▸ **Problem statement**
Copy the lines from the one holding "Q: Returning coordinates formatted like [1108,153], pin" through the end of the records, both included. Swap "wire mesh fence" for "metal fence" and change nothing else.

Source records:

⟨

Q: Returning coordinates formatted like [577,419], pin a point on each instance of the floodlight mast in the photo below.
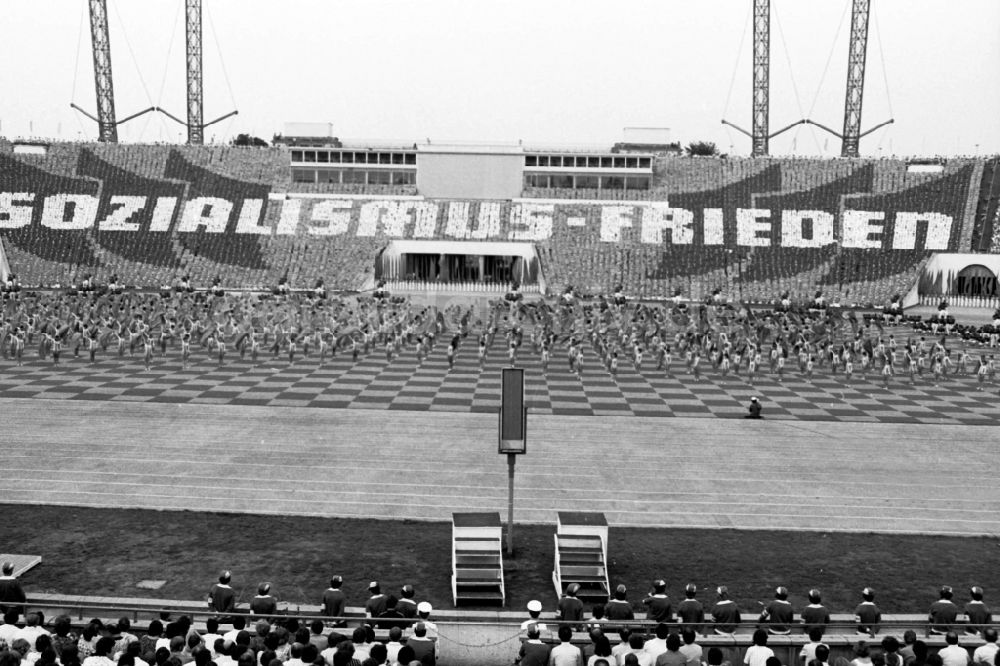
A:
[107,128]
[857,54]
[856,57]
[760,136]
[195,98]
[761,75]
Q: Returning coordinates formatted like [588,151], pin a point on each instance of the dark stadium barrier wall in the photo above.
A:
[150,213]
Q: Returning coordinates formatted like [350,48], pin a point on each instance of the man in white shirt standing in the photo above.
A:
[565,654]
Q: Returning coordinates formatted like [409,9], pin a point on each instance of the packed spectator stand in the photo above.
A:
[157,253]
[712,629]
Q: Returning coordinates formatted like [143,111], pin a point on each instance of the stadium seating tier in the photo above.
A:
[233,213]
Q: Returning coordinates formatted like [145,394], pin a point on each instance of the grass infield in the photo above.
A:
[105,552]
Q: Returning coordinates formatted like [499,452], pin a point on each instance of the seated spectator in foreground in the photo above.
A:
[673,655]
[565,654]
[239,624]
[133,650]
[147,642]
[391,617]
[690,611]
[394,644]
[988,653]
[808,651]
[659,608]
[87,643]
[9,628]
[778,614]
[906,651]
[317,634]
[534,612]
[758,653]
[862,655]
[405,657]
[636,649]
[619,650]
[597,619]
[815,615]
[62,636]
[658,645]
[890,651]
[12,596]
[264,603]
[867,615]
[424,610]
[221,597]
[691,649]
[377,602]
[822,656]
[533,652]
[943,612]
[725,613]
[715,657]
[953,654]
[977,615]
[32,628]
[359,639]
[570,608]
[407,606]
[334,601]
[102,652]
[619,608]
[602,651]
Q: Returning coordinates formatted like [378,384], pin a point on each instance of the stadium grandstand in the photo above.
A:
[255,410]
[858,230]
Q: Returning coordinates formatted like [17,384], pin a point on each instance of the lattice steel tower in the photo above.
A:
[195,124]
[761,74]
[103,83]
[855,78]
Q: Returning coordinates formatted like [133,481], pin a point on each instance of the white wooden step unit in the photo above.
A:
[582,554]
[477,558]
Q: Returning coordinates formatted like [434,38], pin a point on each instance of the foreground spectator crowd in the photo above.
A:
[398,631]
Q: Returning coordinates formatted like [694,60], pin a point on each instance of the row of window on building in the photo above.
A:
[354,176]
[327,156]
[588,161]
[586,181]
[389,177]
[409,158]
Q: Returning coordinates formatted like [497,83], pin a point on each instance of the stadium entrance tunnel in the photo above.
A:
[459,262]
[976,280]
[971,275]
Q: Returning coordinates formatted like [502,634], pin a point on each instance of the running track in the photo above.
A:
[691,472]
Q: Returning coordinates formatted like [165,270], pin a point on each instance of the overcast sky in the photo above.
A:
[542,71]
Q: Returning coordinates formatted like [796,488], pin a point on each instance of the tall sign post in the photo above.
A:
[513,435]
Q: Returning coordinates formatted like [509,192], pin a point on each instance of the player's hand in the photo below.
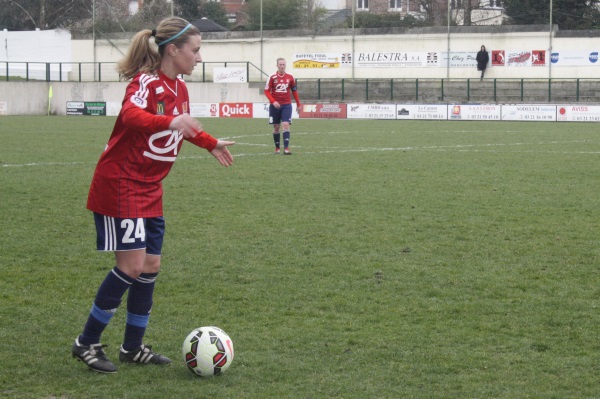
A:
[222,154]
[187,125]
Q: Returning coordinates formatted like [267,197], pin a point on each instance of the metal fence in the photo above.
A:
[450,90]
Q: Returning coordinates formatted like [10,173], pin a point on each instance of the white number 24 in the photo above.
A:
[134,230]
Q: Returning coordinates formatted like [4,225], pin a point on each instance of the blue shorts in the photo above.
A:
[283,114]
[116,234]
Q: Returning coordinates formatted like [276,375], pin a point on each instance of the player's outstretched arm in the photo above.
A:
[222,154]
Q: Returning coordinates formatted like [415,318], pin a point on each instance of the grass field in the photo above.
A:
[384,259]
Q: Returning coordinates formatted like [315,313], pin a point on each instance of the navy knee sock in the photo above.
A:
[108,299]
[286,139]
[139,305]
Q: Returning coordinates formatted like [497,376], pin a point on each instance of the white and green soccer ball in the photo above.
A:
[208,351]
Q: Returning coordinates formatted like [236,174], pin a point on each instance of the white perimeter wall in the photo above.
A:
[263,53]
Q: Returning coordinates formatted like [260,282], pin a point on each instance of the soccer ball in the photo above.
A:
[207,351]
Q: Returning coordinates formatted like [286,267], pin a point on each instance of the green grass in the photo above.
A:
[384,259]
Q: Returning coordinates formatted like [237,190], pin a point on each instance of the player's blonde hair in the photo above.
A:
[144,56]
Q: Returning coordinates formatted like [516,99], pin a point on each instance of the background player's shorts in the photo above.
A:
[283,114]
[116,234]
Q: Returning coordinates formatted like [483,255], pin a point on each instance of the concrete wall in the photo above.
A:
[263,50]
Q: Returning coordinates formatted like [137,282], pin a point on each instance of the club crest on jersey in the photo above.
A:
[139,101]
[163,143]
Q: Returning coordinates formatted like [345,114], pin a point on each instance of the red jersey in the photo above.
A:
[141,150]
[278,88]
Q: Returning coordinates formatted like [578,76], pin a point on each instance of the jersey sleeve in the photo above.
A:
[204,140]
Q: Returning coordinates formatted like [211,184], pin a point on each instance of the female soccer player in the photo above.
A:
[126,191]
[277,89]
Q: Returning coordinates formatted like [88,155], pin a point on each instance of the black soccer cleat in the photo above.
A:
[143,355]
[93,356]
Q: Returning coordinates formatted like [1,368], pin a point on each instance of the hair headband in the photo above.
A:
[176,36]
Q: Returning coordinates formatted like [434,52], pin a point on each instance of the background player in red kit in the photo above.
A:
[278,88]
[126,190]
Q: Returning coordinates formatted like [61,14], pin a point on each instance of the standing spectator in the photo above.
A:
[126,191]
[482,59]
[278,88]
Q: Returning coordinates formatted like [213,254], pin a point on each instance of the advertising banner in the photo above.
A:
[475,112]
[322,60]
[515,58]
[422,111]
[204,110]
[235,110]
[400,59]
[460,59]
[578,113]
[371,111]
[575,58]
[323,111]
[87,108]
[230,75]
[261,110]
[529,112]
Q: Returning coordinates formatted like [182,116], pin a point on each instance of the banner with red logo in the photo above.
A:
[235,110]
[323,111]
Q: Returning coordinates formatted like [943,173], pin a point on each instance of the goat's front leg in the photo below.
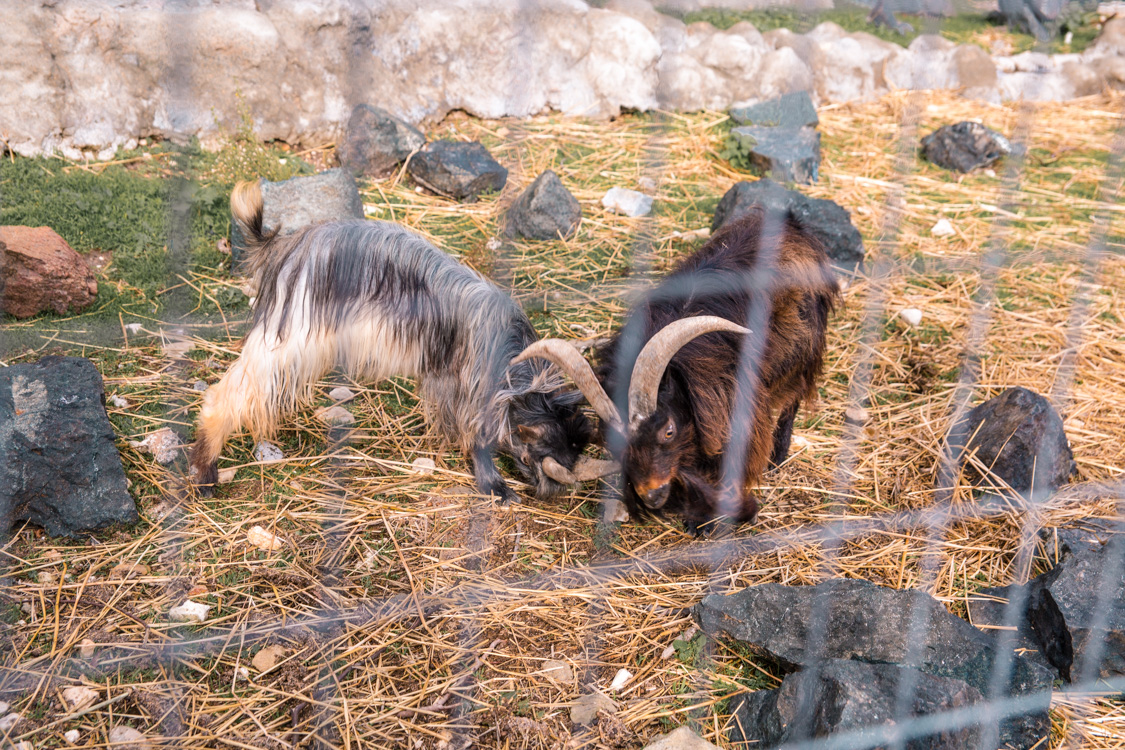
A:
[703,502]
[487,476]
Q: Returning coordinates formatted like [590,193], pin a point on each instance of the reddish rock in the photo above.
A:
[39,271]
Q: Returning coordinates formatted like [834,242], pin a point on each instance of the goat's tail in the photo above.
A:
[246,210]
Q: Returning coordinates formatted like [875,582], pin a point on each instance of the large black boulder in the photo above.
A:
[844,619]
[1072,616]
[1018,437]
[789,110]
[781,153]
[839,695]
[300,201]
[546,210]
[376,142]
[459,170]
[964,146]
[59,466]
[828,222]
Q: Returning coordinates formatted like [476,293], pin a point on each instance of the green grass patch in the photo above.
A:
[963,28]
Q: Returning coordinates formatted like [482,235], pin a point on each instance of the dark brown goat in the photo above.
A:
[683,346]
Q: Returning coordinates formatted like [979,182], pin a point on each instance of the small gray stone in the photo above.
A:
[783,154]
[826,220]
[964,146]
[457,169]
[627,202]
[341,395]
[300,201]
[59,463]
[790,110]
[268,452]
[1020,439]
[336,416]
[558,671]
[842,695]
[546,210]
[681,739]
[377,142]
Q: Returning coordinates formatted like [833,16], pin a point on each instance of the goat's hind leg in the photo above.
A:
[219,417]
[783,435]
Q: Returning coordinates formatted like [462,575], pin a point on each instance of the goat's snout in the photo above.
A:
[657,496]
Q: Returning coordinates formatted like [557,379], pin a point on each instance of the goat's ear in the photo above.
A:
[530,433]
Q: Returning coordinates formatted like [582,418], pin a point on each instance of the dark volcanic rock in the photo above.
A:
[857,620]
[59,466]
[377,142]
[825,219]
[545,210]
[964,146]
[39,271]
[993,611]
[1036,17]
[1073,615]
[783,154]
[790,110]
[843,695]
[458,170]
[1019,437]
[302,201]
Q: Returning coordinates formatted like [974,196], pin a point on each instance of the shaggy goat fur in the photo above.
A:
[376,300]
[676,454]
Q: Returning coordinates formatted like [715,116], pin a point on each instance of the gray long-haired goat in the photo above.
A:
[377,300]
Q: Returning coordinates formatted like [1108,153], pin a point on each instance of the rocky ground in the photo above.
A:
[345,588]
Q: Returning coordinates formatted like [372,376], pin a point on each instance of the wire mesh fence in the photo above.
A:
[403,607]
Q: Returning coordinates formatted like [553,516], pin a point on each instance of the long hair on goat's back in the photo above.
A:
[246,208]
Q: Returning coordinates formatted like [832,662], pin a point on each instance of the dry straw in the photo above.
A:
[413,614]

⟩

▸ **Answer to this exercise**
Q: Returning coordinates formatted like [1108,153], pin a point on each instance of the rocky ground in the photo above.
A:
[345,588]
Q: Returning coordinates formatted like [372,376], pin a point on each instance of the metal fence in the photo above.
A:
[403,607]
Q: Returning coordinates formatted like [553,516], pin a point on each instance of the long hair on goat's back in the photo above.
A:
[246,208]
Q: Returning coordinates formatted like [832,662], pin a point on each instance of the dry straw in the photo above.
A:
[413,614]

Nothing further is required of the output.